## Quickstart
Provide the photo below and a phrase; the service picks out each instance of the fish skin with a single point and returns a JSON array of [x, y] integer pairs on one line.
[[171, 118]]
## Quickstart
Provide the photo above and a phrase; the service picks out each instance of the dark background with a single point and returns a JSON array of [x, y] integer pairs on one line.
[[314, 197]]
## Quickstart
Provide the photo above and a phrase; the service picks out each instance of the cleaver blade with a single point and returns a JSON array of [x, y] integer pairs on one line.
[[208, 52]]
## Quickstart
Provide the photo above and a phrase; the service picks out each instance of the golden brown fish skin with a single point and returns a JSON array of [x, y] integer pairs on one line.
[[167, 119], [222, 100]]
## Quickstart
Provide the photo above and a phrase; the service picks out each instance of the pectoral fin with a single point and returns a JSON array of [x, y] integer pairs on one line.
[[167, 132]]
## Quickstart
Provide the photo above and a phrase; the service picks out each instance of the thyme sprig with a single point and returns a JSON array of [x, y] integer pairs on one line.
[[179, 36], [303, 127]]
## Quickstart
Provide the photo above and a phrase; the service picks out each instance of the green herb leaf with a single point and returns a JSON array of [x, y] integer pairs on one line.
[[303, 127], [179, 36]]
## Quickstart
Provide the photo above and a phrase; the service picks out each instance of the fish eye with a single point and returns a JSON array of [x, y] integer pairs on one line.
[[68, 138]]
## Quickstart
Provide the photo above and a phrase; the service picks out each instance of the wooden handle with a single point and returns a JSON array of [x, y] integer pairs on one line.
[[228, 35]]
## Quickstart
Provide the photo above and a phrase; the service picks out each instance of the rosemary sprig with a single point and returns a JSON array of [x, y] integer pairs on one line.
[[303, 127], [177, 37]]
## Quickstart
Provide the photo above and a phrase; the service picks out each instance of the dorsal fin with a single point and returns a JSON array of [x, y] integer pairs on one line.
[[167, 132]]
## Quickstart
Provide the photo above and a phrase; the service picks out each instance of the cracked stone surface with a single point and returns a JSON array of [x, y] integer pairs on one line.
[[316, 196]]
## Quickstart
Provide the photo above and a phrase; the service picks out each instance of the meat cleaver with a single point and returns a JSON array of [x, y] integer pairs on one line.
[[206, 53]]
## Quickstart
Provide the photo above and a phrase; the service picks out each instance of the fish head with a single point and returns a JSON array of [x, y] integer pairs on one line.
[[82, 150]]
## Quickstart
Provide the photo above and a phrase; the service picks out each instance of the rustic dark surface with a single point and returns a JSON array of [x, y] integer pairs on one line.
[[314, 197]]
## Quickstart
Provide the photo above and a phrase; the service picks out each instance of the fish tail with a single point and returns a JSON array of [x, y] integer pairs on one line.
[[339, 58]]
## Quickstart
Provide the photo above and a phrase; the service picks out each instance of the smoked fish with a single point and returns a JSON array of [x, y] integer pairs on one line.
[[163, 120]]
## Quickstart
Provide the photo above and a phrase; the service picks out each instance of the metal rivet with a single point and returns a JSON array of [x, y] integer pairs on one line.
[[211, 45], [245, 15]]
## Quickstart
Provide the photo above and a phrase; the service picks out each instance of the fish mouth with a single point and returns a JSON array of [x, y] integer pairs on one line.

==============================

## DIRECTIONS FOR THIS TASK
Copy the listing again from its first line through the line that contains "[[208, 52]]", including the request lines unchanged. Multiply every x and y coordinate in the answer points by 0.65 and round each result to a whole number, with halves rounding up.

## RESULT OF THIS EXERCISE
## Quickstart
Provide the photo below and a phrase; the service picks out each instance of the fish skin with a single point and returns a JSON array of [x, y] integer pairs on one line.
[[111, 77]]
## Quickstart
Provide the photo above and a phrase; the service picks out each instance of the dark background with a single point and returns a JSON array of [x, y] integer pairs on one line.
[[204, 128]]
## Quickstart
Provide the photo above and a phrase; the service picks out each instance of the cleaver blade with a single point and returns a JSON array of [x, y] integer pairs on one line.
[[135, 34]]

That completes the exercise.